First of all I was going to do all live performances, but I felt that this needed drawing attention to. Is this Axl’s most versatile vocal performance ever? Hell, is this one of rock’s most versatile vocals ever? The first time the demo leaked and I played it in the car for some friends (sorry Axl) I remember someone thinking that the intro vocal was a woman. Someone else was convinced that the shouting ‘Now I know you Better’ must’ve been Robin Finck. From the intro, to the verses, to the chorus, to that hellish breakdown in the middle, to the outro, Axl demonstrates more of a range in five minutes that most vocalists manage in their whole career.
Sailing – London 2006
It seems odd that Guns N’ Roses ever even covered this. It appeared in London suddenly, got played at another late night acoustic gig, then kind of disappeared. It’s certainly a hidden gem in the live Guns N Roses back catalogue, featuring perhaps the best display of the strengths of Axl’s higher 2000s vocal register.
There Was A Time – Hammerstein 2006
The 2006 Hammerstein gigs were an interesting time for Guns N’ Roses fans. How was Axl going to look? How would his voice sound like? Who would replace Buckethead? Would the recently leaked demos get played? Well, the answers to those questions were badass, incredible, Bumblefoot, and yes, with Better and There Was A Time receiving their live debuts. There Was A Time has arguably some of the greatest guitar work in the entire GNR catalogue, and certainly some of Axl’s most impressive vocals. I’ve always felt you can tell how into a performance Axl is by whether he disappears offstage during the guitar solos or not. For this one, not only is he on stage grooving to the extended guitar parts, he then comes back in with some of the rawest Axl Rose screams you’ve ever heard in your life.

+ + + +

- [Questions on the material]
1. According to the text about Guns N' Roses performances, who replaced Buckethead?
2. From the text about Guns N' Roses performances, pull out the passage starting at "Sailing – London" and ending at "2000s vocal register.".
The items that come next are separate material with no connection to the text about Guns N' Roses performances.

+ + + +

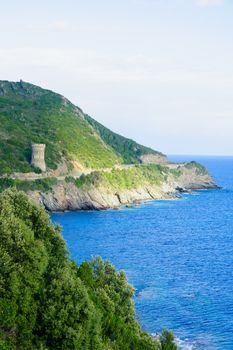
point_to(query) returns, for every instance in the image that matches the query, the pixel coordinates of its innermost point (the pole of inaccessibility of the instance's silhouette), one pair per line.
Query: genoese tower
(38, 159)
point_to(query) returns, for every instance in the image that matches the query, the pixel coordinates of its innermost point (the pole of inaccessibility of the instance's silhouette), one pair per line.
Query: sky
(157, 71)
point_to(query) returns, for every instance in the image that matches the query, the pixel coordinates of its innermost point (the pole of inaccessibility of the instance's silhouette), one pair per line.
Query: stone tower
(38, 160)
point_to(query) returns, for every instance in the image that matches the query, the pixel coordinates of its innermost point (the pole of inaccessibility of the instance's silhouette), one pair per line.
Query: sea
(178, 255)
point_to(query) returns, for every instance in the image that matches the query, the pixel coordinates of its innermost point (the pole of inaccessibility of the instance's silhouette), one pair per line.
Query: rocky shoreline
(68, 197)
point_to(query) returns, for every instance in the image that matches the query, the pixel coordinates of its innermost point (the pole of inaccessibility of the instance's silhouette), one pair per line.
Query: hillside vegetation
(30, 114)
(48, 302)
(129, 150)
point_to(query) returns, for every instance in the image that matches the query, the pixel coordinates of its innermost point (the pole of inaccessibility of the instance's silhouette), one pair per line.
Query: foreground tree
(47, 301)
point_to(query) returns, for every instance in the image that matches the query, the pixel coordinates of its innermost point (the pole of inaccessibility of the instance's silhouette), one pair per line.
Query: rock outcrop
(67, 196)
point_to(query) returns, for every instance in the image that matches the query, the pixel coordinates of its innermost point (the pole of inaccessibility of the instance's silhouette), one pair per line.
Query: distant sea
(178, 254)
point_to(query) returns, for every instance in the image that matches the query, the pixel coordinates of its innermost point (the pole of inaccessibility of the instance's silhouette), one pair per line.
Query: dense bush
(47, 301)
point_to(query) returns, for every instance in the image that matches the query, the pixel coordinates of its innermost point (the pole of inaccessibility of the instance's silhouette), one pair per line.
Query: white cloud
(205, 3)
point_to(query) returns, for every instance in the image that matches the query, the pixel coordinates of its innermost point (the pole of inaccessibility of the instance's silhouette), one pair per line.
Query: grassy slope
(30, 114)
(128, 149)
(140, 175)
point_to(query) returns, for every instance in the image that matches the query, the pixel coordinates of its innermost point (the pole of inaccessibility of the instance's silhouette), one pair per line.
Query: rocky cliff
(97, 196)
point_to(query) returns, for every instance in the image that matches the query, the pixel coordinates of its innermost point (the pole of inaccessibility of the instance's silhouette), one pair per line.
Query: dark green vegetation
(129, 150)
(29, 114)
(48, 302)
(200, 169)
(130, 178)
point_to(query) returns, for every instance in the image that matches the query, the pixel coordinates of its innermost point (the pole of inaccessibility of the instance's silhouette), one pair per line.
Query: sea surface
(178, 254)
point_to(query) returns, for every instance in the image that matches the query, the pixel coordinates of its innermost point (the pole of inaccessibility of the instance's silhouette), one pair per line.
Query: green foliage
(47, 301)
(167, 341)
(29, 114)
(200, 169)
(128, 149)
(43, 185)
(129, 178)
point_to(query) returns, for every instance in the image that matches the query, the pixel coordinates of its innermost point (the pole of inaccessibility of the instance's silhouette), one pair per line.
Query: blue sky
(158, 71)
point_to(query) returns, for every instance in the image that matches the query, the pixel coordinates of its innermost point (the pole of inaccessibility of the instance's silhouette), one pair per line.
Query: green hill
(30, 114)
(129, 150)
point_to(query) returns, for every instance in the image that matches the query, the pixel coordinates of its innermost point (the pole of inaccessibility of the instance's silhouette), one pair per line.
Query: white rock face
(153, 159)
(66, 196)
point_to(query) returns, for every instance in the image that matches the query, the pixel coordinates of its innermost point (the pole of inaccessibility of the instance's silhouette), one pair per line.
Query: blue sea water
(178, 254)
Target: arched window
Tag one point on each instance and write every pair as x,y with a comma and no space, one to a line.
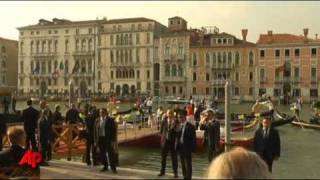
219,58
121,42
111,56
43,46
237,59
251,58
118,56
89,65
38,46
167,70
194,59
55,45
31,48
77,45
126,39
214,59
49,67
118,40
224,57
180,71
167,49
83,45
3,49
55,65
90,45
121,57
126,57
66,67
174,70
180,50
229,58
130,39
207,59
83,66
49,46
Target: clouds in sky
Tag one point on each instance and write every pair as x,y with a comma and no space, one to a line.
231,17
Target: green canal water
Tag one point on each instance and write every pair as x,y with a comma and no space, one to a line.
300,150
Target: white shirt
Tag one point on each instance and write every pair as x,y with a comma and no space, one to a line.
182,132
102,124
149,103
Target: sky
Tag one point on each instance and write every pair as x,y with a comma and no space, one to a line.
258,17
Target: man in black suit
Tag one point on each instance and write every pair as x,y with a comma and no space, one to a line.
14,154
105,136
45,136
30,118
90,121
267,143
186,144
169,128
211,127
3,129
72,115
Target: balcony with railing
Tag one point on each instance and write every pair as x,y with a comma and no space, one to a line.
278,80
174,79
296,79
313,80
223,66
124,64
83,53
44,54
219,82
263,80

+ + + +

- [Responses to the exercise]
1. Bumblefoot replaced Buckethead.

2.
Sailing – London 2006
It seems odd that Guns N’ Roses ever even covered this. It appeared in London suddenly, got played at another late night acoustic gig, then kind of disappeared. It’s certainly a hidden gem in the live Guns N Roses back catalogue, featuring perhaps the best display of the strengths of Axl’s higher 2000s vocal register.